EXTRAIT
::::::::::

La législation française est très stricte sur ce point, il est absolument interdit d’inciter à fumer. À la place du THC, du CBD ou cannabidiol, une molécule autorisée qui « agit sur le sommeil, les états de stress, la douleur, l’anxiété, les nausées et permettrait même de freiner la croissance de cellules cancéreuses », assure le gérant.
Sous quelles formes est proposé ce cannabis très particulier ? Notamment dans les liquides pour cigarettes électroniques – qui ont été les premiers débouchés grand public de ces produits –, sous forme d’infusions, dans des produits alimentaires, des résines pour la peau ou encore des boissons fraîches. Un créneau en été.
Rien de bien méchant au final… Reste que les différentes variétés de têtes florales séchées disposées dans des coupelles ressemblent à s’y méprendre aux pochons d’herbe, la “beuh”, vendus dans beaucoup des quartiers de la ville par des commerçants… beaucoup moins patentés.

::::::::::

DONNÉES ENREGISTRÉES
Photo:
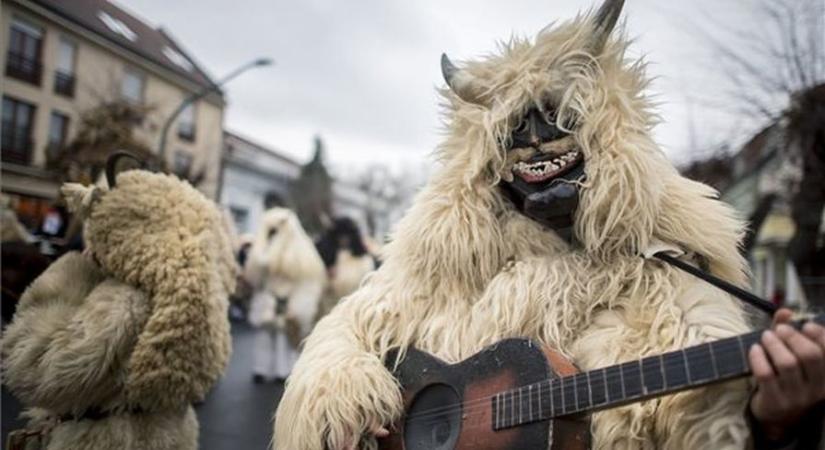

::::::::::

CONSIGNE
Renommez « coupelles » en « soucoupes » et réécrivez tout ce qui va de « Sous quelles formes » jusqu'à « beaucoup moins patentés. » dans l'extrait sur le CBD. Ce matériel est indépendant de l'extrait.

RÉSULTAT ATTENDU
Sous quelles formes est proposé ce cannabis très particulier ? Notamment dans les liquides pour cigarettes électroniques – qui ont été les premiers débouchés grand public de ces produits –, sous forme d’infusions, dans des produits alimentaires, des résines pour la peau ou encore des boissons fraîches. Un créneau en été.
Rien de bien méchant au final… Reste que les différentes variétés de têtes florales séchées disposées dans des soucoupes ressemblent à s’y méprendre aux pochons d’herbe, la “beuh”, vendus dans beaucoup des quartiers de la ville par des commerçants… beaucoup moins patentés.